··· RECORDS FOR THE TASK ···

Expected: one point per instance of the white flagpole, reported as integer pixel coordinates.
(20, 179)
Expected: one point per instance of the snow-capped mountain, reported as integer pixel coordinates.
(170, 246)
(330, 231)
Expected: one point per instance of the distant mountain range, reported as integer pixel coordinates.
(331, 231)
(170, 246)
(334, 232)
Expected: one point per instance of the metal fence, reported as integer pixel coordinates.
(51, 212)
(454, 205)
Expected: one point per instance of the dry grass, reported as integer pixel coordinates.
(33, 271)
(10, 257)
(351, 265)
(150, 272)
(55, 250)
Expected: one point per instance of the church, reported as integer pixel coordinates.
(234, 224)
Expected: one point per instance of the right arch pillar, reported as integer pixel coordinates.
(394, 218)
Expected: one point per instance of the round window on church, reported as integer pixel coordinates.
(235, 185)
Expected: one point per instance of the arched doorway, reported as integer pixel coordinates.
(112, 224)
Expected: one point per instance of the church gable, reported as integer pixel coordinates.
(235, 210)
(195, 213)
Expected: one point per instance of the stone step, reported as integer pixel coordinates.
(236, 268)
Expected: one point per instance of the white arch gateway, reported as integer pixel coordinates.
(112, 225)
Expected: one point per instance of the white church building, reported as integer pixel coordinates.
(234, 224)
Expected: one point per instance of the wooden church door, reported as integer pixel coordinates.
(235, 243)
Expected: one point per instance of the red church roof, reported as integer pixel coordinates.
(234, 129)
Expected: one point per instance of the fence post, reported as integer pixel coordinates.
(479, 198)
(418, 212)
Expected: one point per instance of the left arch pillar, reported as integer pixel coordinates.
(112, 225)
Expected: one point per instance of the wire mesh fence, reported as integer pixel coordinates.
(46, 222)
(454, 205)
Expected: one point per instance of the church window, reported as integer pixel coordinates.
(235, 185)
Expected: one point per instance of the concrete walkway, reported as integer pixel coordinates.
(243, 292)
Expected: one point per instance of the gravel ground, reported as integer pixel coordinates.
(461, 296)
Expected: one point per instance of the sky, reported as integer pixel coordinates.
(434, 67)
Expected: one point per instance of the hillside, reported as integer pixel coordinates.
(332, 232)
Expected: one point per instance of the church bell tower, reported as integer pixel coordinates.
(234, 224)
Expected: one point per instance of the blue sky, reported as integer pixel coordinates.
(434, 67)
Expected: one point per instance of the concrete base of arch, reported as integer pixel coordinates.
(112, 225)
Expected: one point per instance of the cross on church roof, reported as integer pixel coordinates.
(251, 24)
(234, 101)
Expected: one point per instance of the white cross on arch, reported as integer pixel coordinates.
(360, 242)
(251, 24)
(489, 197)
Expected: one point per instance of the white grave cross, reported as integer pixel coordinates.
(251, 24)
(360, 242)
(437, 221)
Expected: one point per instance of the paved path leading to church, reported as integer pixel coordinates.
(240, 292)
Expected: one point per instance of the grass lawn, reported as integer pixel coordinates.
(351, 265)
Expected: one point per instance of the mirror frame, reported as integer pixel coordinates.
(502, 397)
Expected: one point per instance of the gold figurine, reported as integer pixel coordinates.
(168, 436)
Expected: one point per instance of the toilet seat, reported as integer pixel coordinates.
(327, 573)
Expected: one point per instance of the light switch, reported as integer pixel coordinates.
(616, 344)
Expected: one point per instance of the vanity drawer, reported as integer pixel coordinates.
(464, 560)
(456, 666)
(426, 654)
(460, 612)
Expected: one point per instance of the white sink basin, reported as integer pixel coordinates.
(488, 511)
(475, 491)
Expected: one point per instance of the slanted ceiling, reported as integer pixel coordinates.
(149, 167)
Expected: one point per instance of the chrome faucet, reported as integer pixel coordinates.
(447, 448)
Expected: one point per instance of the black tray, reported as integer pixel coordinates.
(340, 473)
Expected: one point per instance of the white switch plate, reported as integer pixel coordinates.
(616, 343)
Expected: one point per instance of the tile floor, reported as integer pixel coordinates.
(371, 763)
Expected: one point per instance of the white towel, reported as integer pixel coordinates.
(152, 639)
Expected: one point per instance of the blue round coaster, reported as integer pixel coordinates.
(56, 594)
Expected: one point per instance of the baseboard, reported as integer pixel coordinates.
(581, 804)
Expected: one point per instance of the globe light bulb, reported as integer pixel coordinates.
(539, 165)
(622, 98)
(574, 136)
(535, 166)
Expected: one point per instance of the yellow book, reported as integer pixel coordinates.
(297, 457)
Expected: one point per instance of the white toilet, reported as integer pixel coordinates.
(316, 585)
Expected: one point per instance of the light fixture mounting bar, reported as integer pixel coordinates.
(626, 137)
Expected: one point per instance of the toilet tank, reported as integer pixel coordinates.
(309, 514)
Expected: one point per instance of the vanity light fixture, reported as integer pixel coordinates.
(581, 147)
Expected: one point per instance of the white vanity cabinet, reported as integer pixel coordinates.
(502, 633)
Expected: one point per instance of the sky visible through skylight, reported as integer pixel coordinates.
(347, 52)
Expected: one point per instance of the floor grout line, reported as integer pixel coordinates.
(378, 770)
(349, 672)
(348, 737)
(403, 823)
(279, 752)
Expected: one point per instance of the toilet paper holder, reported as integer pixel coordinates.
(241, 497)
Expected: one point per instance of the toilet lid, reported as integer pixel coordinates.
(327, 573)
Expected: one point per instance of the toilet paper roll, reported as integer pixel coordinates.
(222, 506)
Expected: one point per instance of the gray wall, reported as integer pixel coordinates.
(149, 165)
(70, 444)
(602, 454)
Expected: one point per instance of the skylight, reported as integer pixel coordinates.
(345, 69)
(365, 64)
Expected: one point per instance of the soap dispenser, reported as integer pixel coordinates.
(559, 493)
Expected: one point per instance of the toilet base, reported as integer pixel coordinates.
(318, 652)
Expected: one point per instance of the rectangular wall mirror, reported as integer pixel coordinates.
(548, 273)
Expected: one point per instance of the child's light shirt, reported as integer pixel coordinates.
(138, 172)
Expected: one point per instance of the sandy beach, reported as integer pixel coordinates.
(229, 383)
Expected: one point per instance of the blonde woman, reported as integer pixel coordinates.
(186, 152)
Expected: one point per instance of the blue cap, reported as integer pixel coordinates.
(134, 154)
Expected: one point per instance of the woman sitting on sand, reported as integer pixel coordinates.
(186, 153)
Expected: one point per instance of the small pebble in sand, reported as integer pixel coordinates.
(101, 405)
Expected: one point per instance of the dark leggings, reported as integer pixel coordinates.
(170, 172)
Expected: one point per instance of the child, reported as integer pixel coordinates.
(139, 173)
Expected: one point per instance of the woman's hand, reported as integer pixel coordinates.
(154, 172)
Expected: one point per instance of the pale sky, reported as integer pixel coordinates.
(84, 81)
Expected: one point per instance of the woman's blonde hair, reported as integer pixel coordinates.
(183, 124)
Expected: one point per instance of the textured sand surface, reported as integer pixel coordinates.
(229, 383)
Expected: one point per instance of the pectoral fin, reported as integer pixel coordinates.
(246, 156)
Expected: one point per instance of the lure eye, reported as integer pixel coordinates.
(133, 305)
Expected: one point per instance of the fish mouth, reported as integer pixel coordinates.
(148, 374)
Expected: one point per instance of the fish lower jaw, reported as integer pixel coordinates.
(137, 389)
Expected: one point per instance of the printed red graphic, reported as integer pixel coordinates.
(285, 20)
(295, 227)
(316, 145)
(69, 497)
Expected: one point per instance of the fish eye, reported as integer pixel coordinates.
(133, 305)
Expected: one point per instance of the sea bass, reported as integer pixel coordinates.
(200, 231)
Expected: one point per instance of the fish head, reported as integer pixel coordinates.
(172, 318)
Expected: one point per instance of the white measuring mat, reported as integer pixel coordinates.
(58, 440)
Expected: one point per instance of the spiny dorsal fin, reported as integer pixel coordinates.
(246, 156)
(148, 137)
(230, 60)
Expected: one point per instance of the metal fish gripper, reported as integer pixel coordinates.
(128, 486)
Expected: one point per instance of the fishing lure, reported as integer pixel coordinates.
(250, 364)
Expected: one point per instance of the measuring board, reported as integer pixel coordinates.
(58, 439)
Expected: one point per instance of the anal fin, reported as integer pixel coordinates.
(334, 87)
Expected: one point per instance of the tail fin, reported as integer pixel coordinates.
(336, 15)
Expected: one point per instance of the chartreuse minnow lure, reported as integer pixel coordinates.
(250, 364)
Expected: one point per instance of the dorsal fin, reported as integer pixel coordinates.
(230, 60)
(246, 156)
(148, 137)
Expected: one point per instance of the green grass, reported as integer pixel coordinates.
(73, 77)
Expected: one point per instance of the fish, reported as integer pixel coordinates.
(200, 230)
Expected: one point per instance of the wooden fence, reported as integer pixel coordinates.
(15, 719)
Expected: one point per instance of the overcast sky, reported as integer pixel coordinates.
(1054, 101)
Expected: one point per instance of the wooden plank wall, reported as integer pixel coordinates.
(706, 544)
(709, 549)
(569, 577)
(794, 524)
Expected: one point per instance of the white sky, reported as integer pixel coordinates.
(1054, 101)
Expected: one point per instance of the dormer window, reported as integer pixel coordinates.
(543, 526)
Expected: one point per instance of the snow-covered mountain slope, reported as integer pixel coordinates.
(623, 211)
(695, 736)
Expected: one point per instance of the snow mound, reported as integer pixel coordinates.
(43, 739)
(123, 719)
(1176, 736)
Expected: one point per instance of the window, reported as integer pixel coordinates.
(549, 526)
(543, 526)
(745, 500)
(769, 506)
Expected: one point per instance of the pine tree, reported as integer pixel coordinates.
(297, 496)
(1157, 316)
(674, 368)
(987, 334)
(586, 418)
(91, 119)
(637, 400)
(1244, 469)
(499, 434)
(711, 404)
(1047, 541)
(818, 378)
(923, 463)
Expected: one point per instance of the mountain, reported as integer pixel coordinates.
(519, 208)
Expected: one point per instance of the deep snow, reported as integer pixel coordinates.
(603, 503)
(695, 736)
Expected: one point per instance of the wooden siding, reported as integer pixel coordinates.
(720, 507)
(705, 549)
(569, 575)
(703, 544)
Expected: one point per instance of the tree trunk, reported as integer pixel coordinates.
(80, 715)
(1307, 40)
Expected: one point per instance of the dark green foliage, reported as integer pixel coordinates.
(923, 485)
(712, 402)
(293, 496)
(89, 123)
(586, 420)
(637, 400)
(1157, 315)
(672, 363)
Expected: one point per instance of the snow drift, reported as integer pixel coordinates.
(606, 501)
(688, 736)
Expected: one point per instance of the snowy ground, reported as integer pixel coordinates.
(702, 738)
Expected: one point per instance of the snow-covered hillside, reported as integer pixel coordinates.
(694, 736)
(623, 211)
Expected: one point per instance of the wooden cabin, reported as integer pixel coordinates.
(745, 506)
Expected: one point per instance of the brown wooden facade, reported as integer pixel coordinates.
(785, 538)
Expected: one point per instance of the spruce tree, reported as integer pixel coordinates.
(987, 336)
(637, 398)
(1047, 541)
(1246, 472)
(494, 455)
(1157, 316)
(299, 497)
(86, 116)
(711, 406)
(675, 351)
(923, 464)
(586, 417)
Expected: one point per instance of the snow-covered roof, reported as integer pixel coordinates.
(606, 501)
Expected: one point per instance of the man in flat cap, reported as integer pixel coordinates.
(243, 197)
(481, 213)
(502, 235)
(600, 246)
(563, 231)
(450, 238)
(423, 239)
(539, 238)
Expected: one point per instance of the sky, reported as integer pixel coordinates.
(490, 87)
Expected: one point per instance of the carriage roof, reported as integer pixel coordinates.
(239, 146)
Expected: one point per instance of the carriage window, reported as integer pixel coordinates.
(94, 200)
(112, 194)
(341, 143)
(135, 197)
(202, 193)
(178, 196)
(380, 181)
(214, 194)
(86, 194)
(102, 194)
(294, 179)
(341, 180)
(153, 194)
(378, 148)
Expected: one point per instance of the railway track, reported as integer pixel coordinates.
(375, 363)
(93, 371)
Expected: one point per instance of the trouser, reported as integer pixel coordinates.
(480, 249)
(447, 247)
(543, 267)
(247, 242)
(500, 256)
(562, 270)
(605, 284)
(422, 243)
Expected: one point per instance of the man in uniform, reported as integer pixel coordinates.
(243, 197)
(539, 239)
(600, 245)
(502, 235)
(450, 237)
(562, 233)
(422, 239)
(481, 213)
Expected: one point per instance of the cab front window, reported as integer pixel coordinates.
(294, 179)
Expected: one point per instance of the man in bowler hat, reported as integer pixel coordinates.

···

Set down, exactly and in full, the lines from the one containing "snow-covered roof, reported as integer pixel coordinates." through the end of the entries; no other line belongs.

Expected: one point per instance of the snow-covered roof, reported as integer pixel coordinates.
(606, 501)
Expected: one point per instance of the man in flat cap, reported as integer pixel coordinates.
(243, 197)
(481, 213)
(502, 235)
(600, 246)
(563, 231)
(450, 238)
(423, 239)
(539, 238)
Expected: one point per instance of the sky, reported as integer pixel coordinates.
(490, 87)
Expected: one point per instance of the carriage roof, reported as integer pixel coordinates.
(239, 146)
Expected: one point per instance of the carriage window, reported as integer pixel coordinates.
(94, 200)
(112, 194)
(341, 143)
(135, 197)
(202, 193)
(178, 196)
(380, 181)
(214, 194)
(86, 194)
(102, 194)
(294, 179)
(341, 180)
(153, 194)
(378, 148)
Expected: one point per instance of the railway track, reported as integer pixel coordinates.
(375, 363)
(93, 371)
Expected: one point per instance of the trouser, reported as integer pixel coordinates.
(480, 249)
(447, 247)
(543, 267)
(247, 242)
(500, 256)
(562, 270)
(605, 284)
(422, 243)
Expected: one point per instance of the man in uniform, reported as integer pixel coordinates.
(243, 197)
(539, 239)
(600, 245)
(502, 235)
(450, 237)
(562, 233)
(422, 239)
(481, 213)
Expected: one point per instance of the cab front window, reported as integer pixel coordinates.
(294, 179)
Expected: one point per instance of the man in bowler hat, reported as integer pixel coordinates.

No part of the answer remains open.